● THE TASK
Drop the images. Copy every line below character for character.

(Referring expression data)
---
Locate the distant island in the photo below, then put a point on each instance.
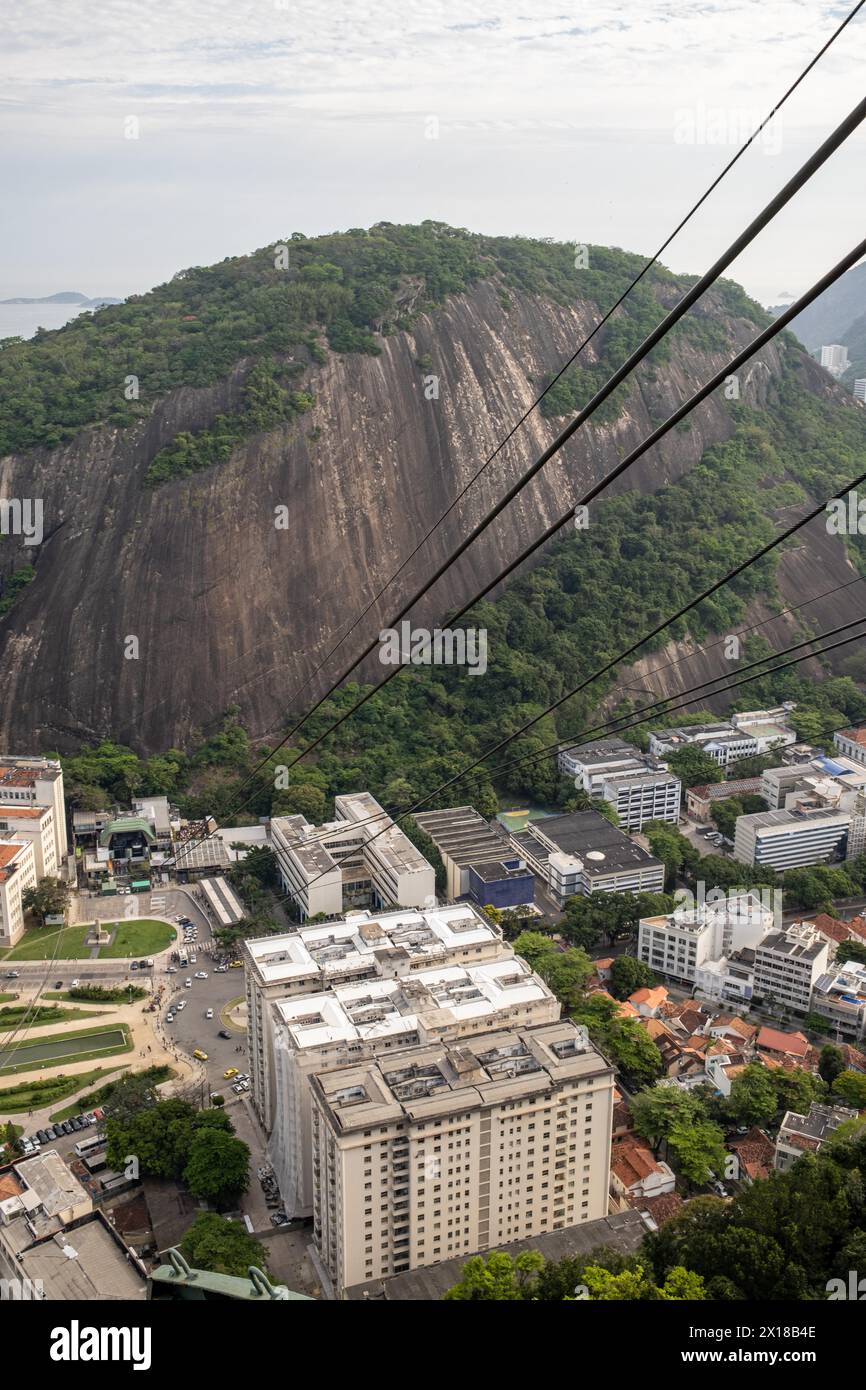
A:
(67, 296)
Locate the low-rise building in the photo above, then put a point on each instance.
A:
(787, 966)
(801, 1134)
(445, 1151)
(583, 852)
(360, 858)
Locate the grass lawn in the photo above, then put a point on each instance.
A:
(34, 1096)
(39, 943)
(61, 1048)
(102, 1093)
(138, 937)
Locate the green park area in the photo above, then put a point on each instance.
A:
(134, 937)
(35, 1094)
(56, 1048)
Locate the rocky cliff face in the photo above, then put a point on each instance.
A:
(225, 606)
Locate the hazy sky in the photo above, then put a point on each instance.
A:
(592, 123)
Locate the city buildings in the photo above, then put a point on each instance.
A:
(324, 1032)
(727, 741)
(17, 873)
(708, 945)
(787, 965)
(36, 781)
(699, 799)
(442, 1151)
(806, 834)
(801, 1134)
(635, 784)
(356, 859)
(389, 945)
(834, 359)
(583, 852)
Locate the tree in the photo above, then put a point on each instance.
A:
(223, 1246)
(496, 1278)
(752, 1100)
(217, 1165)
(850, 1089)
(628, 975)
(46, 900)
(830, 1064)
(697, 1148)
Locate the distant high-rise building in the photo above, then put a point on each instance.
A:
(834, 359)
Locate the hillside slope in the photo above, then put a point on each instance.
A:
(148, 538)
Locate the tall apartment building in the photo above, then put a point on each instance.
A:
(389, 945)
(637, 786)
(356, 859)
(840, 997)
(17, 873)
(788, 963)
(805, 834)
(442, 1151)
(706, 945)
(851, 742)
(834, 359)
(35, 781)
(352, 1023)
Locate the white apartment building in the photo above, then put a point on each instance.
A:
---
● EXPECTED OUTPUT
Locate the distant island in the photo below, then put a point on each instance.
A:
(67, 296)
Locate the low-rise building in the photo above, then put a point on each instance.
A:
(787, 966)
(801, 1134)
(445, 1151)
(583, 852)
(360, 858)
Locate the grass lawn in the photo above, then put a point on each instance.
A:
(34, 1096)
(39, 943)
(61, 1048)
(102, 1093)
(138, 937)
Locate the green park area in the photo above, then put a point on each instance.
A:
(134, 937)
(35, 1094)
(56, 1048)
Locate the rocky cliff face in the photo above, then put a point on each instance.
A:
(225, 606)
Locate the hazy sky in the photo above, then put a point on each instance.
A:
(592, 123)
Locate the city buildings in the photo above, then put a point on each instance.
A:
(324, 1032)
(727, 741)
(17, 873)
(708, 945)
(787, 965)
(36, 781)
(699, 799)
(442, 1151)
(806, 834)
(801, 1134)
(635, 784)
(356, 859)
(389, 945)
(834, 359)
(583, 852)
Locate the tree in the photo above, then put a point on each instance.
A:
(223, 1246)
(496, 1278)
(752, 1100)
(217, 1165)
(850, 1089)
(628, 975)
(46, 900)
(830, 1064)
(697, 1148)
Locate the distant high-rise building in the photo above, then put a point on each instance.
A:
(834, 359)
Locate the hillside slope in the photo above, then put a point on each instance.
A:
(148, 538)
Locate the tall apartment building in the photo above, then put a point on each instance.
A:
(389, 945)
(637, 786)
(356, 859)
(840, 997)
(17, 873)
(788, 963)
(805, 834)
(442, 1151)
(706, 945)
(851, 742)
(834, 359)
(35, 781)
(352, 1023)
Locate the white apartment building in the photo above, then put a point on each instance.
A:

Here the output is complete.